==== Raw records

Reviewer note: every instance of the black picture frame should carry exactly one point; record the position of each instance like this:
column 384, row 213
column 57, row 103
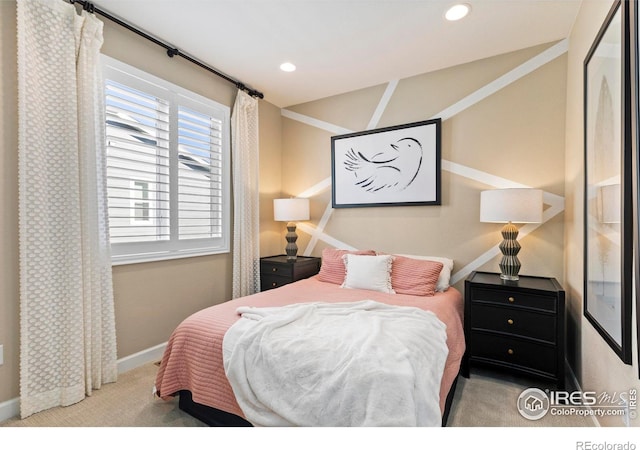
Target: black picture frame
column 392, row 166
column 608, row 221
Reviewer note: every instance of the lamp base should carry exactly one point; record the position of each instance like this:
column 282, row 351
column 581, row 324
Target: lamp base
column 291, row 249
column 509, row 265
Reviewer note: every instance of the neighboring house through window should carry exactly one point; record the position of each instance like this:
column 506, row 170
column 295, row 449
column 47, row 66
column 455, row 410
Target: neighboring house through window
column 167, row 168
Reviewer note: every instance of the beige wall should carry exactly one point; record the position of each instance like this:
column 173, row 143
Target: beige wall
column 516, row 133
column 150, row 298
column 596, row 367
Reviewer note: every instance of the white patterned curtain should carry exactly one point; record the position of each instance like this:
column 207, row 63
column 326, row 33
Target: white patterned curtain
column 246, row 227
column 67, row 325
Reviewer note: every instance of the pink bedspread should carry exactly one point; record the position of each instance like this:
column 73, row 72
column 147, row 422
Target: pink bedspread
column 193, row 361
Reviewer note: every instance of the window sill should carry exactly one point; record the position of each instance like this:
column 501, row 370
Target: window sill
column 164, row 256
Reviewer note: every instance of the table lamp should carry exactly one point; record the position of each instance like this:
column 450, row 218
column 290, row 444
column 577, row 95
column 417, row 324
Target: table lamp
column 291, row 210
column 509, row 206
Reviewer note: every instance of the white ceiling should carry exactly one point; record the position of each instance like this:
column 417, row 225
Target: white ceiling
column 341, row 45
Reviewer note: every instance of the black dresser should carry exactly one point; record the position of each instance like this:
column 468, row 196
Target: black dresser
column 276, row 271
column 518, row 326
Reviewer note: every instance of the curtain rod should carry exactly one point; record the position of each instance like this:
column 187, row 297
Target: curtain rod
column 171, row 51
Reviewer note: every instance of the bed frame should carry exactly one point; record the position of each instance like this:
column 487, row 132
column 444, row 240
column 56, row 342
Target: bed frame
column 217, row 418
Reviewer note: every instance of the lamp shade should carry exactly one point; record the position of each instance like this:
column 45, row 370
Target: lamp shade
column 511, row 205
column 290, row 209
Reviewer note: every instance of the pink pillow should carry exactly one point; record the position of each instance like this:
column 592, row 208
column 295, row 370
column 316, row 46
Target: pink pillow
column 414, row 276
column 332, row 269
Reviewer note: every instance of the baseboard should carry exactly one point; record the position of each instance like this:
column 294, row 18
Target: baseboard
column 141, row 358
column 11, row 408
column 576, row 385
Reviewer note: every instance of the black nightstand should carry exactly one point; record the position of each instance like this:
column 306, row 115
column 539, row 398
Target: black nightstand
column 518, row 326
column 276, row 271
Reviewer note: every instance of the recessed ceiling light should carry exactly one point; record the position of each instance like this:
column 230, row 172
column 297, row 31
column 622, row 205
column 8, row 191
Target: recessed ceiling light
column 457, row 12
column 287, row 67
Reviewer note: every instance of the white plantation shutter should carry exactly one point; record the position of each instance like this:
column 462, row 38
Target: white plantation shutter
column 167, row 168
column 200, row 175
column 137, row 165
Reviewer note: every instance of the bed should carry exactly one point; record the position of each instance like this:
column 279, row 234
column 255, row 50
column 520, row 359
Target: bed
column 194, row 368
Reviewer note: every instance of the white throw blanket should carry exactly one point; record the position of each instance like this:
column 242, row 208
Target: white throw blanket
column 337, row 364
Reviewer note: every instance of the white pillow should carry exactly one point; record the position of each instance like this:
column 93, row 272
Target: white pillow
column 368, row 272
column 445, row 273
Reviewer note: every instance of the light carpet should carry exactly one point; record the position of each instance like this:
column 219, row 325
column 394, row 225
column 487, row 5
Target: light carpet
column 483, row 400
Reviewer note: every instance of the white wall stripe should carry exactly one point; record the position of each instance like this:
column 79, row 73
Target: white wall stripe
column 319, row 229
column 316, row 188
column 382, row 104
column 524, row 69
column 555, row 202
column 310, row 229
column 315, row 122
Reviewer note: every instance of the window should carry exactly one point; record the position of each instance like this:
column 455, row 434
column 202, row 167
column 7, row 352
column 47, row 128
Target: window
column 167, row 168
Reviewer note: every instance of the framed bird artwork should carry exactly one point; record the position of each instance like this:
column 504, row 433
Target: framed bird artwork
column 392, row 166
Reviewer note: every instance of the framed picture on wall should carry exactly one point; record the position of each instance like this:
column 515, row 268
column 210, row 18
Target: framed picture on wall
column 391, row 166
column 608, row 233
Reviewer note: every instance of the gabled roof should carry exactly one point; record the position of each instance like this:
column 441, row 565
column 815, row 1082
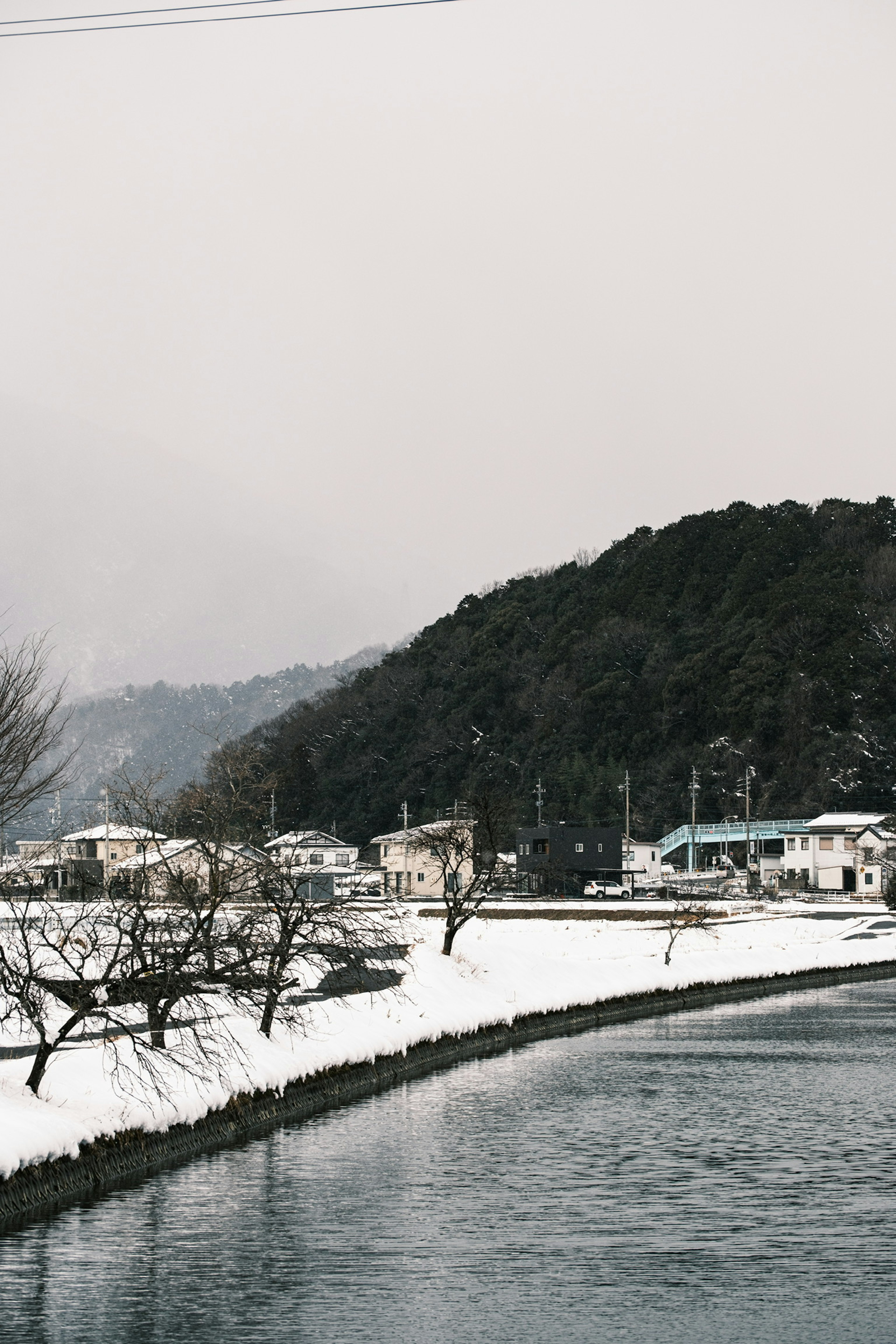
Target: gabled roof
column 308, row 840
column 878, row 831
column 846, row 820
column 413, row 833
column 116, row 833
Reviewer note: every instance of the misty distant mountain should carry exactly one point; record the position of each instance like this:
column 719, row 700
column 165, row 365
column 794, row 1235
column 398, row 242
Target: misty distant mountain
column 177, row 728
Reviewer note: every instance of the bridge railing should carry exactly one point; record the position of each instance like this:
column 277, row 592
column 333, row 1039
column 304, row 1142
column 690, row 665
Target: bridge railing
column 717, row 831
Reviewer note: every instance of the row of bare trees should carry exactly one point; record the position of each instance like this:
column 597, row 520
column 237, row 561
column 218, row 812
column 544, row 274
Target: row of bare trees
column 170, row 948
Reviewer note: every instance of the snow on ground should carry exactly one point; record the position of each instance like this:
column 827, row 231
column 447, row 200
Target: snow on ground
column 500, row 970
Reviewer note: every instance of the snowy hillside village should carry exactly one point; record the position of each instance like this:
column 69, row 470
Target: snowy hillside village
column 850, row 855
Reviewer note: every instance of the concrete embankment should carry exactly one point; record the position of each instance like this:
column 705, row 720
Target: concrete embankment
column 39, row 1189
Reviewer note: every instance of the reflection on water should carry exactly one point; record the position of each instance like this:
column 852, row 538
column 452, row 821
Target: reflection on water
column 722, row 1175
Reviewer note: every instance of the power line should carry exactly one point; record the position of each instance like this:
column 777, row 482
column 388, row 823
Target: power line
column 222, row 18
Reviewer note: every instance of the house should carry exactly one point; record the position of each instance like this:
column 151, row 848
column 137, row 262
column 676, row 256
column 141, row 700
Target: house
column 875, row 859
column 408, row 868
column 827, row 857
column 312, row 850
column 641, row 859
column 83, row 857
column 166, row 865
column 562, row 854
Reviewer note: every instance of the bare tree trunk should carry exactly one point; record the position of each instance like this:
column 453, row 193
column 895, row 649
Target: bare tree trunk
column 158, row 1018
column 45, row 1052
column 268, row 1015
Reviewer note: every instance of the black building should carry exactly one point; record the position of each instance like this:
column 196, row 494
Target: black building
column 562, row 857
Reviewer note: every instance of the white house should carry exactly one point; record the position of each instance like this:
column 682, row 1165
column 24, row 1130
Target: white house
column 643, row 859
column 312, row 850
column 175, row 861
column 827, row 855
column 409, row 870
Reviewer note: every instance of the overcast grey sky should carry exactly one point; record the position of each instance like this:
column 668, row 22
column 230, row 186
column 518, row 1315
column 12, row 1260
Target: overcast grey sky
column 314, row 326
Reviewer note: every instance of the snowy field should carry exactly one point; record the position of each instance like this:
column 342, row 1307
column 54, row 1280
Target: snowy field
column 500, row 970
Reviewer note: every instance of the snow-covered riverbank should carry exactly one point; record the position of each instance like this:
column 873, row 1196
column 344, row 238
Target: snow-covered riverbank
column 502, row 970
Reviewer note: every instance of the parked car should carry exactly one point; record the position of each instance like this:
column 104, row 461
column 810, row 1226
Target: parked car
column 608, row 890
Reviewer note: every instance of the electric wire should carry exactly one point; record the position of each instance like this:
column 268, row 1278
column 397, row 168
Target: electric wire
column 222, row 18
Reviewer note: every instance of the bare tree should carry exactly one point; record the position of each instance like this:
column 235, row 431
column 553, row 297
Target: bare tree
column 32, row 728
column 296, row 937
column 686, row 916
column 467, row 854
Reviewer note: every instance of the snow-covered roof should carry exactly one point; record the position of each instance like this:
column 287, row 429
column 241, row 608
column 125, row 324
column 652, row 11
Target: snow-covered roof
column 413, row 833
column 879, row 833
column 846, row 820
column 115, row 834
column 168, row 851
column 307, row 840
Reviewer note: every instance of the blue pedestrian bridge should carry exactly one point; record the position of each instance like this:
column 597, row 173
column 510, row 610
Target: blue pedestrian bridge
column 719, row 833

========
==== Raw records

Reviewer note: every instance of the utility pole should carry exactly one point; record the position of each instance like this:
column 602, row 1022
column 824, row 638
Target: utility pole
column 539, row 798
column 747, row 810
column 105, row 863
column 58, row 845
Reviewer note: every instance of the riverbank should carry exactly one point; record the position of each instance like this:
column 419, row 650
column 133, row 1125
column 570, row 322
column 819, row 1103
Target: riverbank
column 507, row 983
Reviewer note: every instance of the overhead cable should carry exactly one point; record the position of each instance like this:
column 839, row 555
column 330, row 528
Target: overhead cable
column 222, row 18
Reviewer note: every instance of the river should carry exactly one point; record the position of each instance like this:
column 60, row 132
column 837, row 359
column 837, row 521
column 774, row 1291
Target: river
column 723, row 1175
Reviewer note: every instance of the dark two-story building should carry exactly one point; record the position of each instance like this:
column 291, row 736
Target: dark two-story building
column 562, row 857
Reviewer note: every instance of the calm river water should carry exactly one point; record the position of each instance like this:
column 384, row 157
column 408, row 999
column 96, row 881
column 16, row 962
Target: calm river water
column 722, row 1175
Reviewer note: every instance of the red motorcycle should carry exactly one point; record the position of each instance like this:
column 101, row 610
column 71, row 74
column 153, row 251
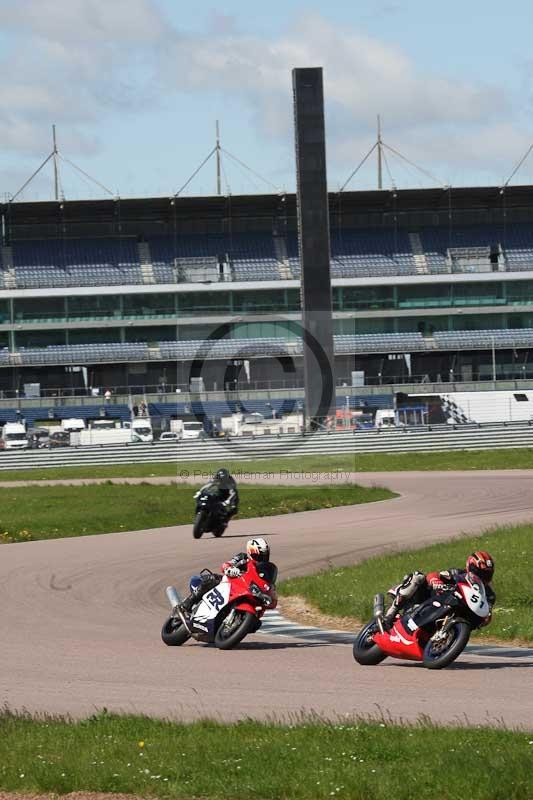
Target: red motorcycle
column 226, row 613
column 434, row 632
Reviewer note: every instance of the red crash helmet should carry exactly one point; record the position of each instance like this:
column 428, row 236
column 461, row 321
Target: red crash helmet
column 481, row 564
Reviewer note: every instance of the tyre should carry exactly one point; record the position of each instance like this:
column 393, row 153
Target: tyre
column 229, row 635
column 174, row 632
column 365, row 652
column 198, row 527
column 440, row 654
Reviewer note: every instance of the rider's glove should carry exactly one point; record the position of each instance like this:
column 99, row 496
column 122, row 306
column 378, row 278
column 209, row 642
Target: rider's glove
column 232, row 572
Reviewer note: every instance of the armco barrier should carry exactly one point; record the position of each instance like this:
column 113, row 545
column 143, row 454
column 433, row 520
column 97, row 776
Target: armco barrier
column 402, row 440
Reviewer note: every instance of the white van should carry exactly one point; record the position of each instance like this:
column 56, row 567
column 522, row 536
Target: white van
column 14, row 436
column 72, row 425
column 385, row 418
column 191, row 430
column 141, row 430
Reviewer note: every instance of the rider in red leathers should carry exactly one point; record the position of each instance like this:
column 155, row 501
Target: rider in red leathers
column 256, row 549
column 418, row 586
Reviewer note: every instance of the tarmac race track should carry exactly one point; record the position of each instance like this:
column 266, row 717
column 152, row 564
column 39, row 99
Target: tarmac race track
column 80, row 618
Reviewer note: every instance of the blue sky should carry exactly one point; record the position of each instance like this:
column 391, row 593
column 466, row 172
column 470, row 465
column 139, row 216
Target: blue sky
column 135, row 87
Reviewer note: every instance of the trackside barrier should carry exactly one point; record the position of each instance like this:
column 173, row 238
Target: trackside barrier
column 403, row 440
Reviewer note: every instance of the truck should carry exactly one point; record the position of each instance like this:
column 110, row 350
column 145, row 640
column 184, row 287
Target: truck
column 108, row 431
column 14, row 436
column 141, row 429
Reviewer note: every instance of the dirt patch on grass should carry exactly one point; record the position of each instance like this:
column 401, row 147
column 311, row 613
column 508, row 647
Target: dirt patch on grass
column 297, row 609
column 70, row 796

========

Prompt: Rewrite the lines of the listing as a numbered list, starting at the line with "Reviewer note: every instance of the black picture" and ending with the line with "column 608, row 221", both included. Skip any blank lines, and leave the pictures out of your answer.

Output of the task:
1. Reviewer note: every instance of the black picture frame should carry exactly one point; record the position of each instance like this:
2. column 384, row 213
3. column 57, row 103
4. Target: black picture frame
5. column 392, row 166
6. column 608, row 221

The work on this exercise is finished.